_EXERCISE OBJECTIVE_
Nothing but a full, exact copy of the data is needed.

_GIVEN DATA_

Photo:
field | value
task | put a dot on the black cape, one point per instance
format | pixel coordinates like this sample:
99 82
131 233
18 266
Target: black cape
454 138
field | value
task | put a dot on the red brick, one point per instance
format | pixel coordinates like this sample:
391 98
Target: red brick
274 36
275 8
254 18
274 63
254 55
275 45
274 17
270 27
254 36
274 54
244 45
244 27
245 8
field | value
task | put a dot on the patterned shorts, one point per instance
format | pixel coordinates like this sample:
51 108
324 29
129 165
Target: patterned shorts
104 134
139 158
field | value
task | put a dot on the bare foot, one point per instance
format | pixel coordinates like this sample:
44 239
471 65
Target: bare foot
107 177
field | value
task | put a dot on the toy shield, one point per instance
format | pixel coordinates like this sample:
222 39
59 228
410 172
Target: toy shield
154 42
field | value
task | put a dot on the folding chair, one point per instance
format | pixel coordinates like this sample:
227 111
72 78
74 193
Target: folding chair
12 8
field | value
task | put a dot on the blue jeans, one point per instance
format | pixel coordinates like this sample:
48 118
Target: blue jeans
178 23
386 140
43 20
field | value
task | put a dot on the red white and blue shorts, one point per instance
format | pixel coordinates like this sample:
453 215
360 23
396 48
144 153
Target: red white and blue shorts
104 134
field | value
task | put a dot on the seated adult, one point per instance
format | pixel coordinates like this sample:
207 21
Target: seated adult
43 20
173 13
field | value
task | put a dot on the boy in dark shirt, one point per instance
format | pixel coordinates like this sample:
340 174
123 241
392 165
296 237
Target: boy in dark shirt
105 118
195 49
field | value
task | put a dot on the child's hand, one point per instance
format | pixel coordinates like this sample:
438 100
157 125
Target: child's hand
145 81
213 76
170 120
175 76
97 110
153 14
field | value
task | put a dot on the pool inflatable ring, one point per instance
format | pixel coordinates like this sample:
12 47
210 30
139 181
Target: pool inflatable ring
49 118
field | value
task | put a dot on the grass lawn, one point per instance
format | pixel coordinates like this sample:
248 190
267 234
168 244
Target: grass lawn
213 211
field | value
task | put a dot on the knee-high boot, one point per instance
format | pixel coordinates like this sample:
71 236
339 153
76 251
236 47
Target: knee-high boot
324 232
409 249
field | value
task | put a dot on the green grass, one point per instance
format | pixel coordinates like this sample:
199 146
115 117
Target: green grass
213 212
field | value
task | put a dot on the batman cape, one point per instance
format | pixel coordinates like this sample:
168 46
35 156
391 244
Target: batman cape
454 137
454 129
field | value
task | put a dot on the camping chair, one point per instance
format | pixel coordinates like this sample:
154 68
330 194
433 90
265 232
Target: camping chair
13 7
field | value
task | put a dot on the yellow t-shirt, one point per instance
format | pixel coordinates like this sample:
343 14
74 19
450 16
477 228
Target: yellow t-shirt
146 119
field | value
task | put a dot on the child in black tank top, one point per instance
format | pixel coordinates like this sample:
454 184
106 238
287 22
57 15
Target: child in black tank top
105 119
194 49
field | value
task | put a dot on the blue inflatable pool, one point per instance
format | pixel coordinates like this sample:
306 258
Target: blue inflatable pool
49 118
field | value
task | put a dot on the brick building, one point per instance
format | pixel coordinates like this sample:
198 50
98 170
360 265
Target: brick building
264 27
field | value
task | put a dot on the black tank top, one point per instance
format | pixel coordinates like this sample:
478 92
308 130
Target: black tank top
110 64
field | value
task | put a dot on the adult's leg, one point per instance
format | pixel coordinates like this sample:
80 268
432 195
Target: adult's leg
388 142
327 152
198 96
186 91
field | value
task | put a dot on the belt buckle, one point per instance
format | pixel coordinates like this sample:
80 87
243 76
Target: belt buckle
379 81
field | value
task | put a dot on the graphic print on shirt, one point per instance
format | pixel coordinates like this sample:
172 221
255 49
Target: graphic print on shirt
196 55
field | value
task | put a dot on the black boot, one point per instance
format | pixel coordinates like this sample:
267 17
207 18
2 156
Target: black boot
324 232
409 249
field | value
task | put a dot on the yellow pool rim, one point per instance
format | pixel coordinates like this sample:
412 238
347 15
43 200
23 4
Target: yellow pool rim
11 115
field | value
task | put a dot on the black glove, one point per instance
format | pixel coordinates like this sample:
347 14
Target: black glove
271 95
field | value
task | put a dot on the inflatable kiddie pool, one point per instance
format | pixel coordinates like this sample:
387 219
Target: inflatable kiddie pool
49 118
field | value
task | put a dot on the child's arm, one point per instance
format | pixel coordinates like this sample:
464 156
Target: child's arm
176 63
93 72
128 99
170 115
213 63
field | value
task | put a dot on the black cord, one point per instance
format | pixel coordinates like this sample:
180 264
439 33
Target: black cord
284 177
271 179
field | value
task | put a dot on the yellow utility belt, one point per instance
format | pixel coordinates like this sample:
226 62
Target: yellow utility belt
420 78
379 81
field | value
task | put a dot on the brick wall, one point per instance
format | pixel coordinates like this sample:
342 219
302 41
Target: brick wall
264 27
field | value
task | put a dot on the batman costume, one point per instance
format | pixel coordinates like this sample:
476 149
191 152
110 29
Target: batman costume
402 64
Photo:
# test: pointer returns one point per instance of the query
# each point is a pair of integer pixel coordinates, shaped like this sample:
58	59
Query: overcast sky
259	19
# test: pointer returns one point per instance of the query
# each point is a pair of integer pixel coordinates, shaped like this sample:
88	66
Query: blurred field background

_SOLUTION TO THE PROBLEM_
Photo:
field | value
task | put a dot on the black cape, one point per instance
format | pixel coordinates like this sample:
99 82
131 233
18 266
Target: black cape
454 138
field | value
task | put a dot on the red brick, one point per instance
format | pixel coordinates like this sample:
391 98
Target: red brick
274 36
275 8
254 18
274 63
254 55
275 45
274 17
270 27
254 36
274 54
244 45
244 27
245 8
field | value
task | put a dot on the patterned shorts, one point per instance
format | pixel coordinates like this sample:
51 108
324 29
129 165
Target: patterned shorts
104 134
139 158
field | value
task | put a dot on the bare foot, one point per instance
format | pixel coordinates like this sample:
44 239
471 65
Target: bare foot
107 177
field | value
task | put a dot on the toy shield, one point per instance
format | pixel coordinates like this sample:
222 39
59 228
410 172
Target: toy shield
154 42
field | value
task | put a dot on the folding chair, one point per instance
format | pixel coordinates like this sample:
227 111
72 78
74 193
Target: folding chair
12 8
field | value
task | put a dot on the blue jeans, one point per instance
format | pixel coordinates like this sample:
48 118
Target: blue jeans
178 23
386 140
43 20
field | value
task | put a dot on the red white and blue shorts, one point per instance
format | pixel coordinates like this sample:
453 215
360 23
396 48
144 153
Target: red white and blue shorts
104 134
field | value
task | put a dot on the seated adult, one point per instance
format | pixel coordinates like this sample:
207 21
Target: seated adult
43 20
173 13
field | value
task | put a dot on the boy in dark shirt, one point per instance
format | pixel coordinates like this sample:
340 174
123 241
392 165
296 237
Target: boy in dark shirt
105 118
195 49
field | value
task | put a dot on the child's hand, one point per instance
format | pixel coordinates like this sample:
438 100
157 125
Target: child's hand
145 81
213 76
170 120
175 76
97 110
153 14
field | value
task | put a dot on the pool inflatable ring, one point per instance
format | pixel coordinates like this sample:
12 47
210 30
139 181
Target: pool inflatable ring
49 118
field | value
task | put a dot on the grass lawn, one point per instance
format | pixel coordinates like this sample:
248 190
267 234
168 244
Target: grass lawn
213 211
field | value
task | put a dot on the knee-high boot, one point per instance
format | pixel coordinates like this sample:
71 236
339 153
76 251
236 47
Target: knee-high boot
324 232
409 249
field | value
task | put a dot on the green grass, one point per instance
format | pixel coordinates like this sample:
199 146
115 117
Target: green grass
213 212
field | value
task | put a dot on the batman cape, one point per instance
format | pixel coordinates like this sample:
168 46
35 156
391 244
Target: batman cape
454 137
454 129
field | value
task | put a dot on the camping chair, one point per instance
format | pixel coordinates like this sample:
154 68
330 194
433 90
265 232
Target: camping chair
13 7
field | value
task | put a dot on the yellow t-shirt, one point per instance
format | pixel coordinates like this sample:
343 14
74 19
450 16
477 228
Target: yellow t-shirt
146 119
field | value
task | put a dot on the child in black tank top, one point per instance
format | pixel coordinates like this sample:
454 184
106 238
287 22
57 15
Target: child in black tank top
105 119
194 49
field | value
task | put a dot on the blue inflatable pool, one point per instance
format | pixel coordinates like this sample:
306 258
Target: blue inflatable pool
49 118
field | value
task | put a dot on the brick building, one point per instance
format | pixel coordinates like this sample:
198 50
98 170
360 265
Target: brick building
264 27
field | value
task | put a dot on the black tank top, one point per instance
format | pixel coordinates like this sample:
478 92
308 130
Target: black tank top
110 64
field | value
task | put a dot on the adult's leg, one point per instance
format | pixel coordinates like this sample:
80 268
432 195
Target: adult's leg
388 142
327 152
198 96
186 91
field | value
task | put a dot on the belt buckle, one point per instance
format | pixel coordinates like this sample:
80 87
243 76
Target: belt buckle
379 81
field | value
task | put a dot on the graphic print on shirt, one point per instance
format | pixel coordinates like this sample:
172 221
255 49
Target: graphic print on shirt
196 55
field | value
task | put a dot on the black boot, one point per instance
format | pixel coordinates like this sample:
267 17
207 18
2 156
Target: black boot
324 232
409 249
field | value
task | put a dot on the yellow pool rim, one point per instance
format | pixel coordinates like this sample:
412 238
347 15
43 200
23 4
Target: yellow pool rim
11 115
field | value
task | put a dot on the black glove, one point per instance
format | pixel coordinates like this sample:
347 14
Target: black glove
271 95
field | value
task | put a dot on the inflatable kiddie pool, one point per instance
format | pixel coordinates like this sample:
387 219
Target: inflatable kiddie pool
49 118
field | value
task | put a dot on the child's arm, one point per instance
format | pixel coordinates like this sample:
464 156
Target: child's arm
176 63
93 72
128 99
170 115
213 63
field | value
task | put a dot on the black cord, one point per instance
format | pixel coordinates like this sample:
180 264
439 33
Target: black cord
284 177
271 179
field | value
task | put a dot on the yellow utility belt, one point per instance
format | pixel coordinates like this sample:
226 62
Target: yellow utility belt
420 78
379 81
field | value
task | put a dot on the brick wall, one point per instance
format | pixel coordinates like this sample:
342 219
302 41
Target: brick wall
264 27
field | value
task | put a dot on the batman costume, one point per instance
format | pixel coordinates like this sample:
476 149
191 152
110 29
Target: batman costume
402 64
Photo:
# test: pointer returns one point per instance of the query
# each point is a pair of integer pixel coordinates, shaped like this sample:
58	59
Query: overcast sky
259	19
# test: pointer returns one point per instance of the query
# each point is a pair of integer pixel coordinates, shaped like this sample:
88	66
Query: blurred field background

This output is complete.